BEGIN Source document

At the Society for Information Display’s Display Week, being held this week at the Henry B. Gonzalez Convention Center here, Corning revealed the latest iteration of its silicon on glass (SiOG) technology. With SiOG, Corning transfers a thin film of single-crystal silicon from a 300-mm silicon wafer to a substrate of display glass and bonds the silicon film to the glass substrate. The SiOG substrate can then be used by a panel maker to make the thin-film-transistor backplane for an active-matrix display.


Ken Werner
Senior Analyst and Editor

Corning first announced this technology two years ago, but at that time the implementation looked more like a physics experiment than a key component for a display manufacturing process. That has now changed. Corning showed its SiOG material on a Gen 2 substrate, and expects to scale it to Gen 4 by the end of the year.

END Source document
BEGIN Record set

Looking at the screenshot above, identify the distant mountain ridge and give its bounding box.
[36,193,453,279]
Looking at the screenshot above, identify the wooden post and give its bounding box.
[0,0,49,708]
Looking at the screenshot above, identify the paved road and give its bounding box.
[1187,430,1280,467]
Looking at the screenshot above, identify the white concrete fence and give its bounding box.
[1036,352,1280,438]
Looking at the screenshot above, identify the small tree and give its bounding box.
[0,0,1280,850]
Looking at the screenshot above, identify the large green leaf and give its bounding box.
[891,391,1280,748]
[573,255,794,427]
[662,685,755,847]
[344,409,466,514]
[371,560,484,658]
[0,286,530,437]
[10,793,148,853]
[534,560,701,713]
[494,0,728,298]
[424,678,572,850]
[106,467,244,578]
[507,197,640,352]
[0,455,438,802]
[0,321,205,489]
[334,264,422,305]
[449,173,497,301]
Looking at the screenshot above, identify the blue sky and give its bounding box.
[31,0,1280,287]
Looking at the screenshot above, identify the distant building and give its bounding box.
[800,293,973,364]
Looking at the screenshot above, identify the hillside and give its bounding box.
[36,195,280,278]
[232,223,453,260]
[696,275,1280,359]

END Record set

▸ **What this exercise asks**:
(1) Decide whether each statement agrees with the passage on Corning's silicon on glass technology, answering yes or no and quoting the deciding words of the passage: (a) Corning takes the silicon film from a 300-mm wafer. (b) Corning first announced the technology last year. (c) Corning expects to reach Gen 4 by the end of the year.
(2) Extend the passage on Corning's silicon on glass technology, picking up after its final sentence.
None of the entries are used here.

▸ **Answer list**:
(1)
(a) Yes: "transfers a thin film of single-crystal silicon from a 300-mm silicon wafer to a substrate of display glass"
(b) No: "Corning first announced this technology two years ago"
(c) Yes: "expects to scale it to Gen 4 by the end of the year"

(2)
The size of each section of single-crystal film is limited by the size of the silicon wafer it comes from, so a substrate must by coated in sections. (See photo.) This also means the process is highly scalable. Eric Mozdy, SiOG Product Line Manager, told me there is no reason the process can’t be scaled to Gen 8. The main limitation is the decision to buy the equipment to implement the process on the larger substrates.

So why is this a potential game-changer for AMOLED displays? Currently, commercial AMOLED displays use low-temperature polysilicon (LTPS) for their backplane material. The most widely used LTPS processes are currently limited to half of a Gen 4 substrate at a time, and have significant uniformity and cost issues. People would like to use amorphous silicon, but there are serious stability issues when a-Si is used with current driven OLEDs rather than voltage-driven LCDs. The SiOG process would permit the fabrication of stable OLED pixel switches with higher yield and much greater performance than LTPS, and on larger substrates.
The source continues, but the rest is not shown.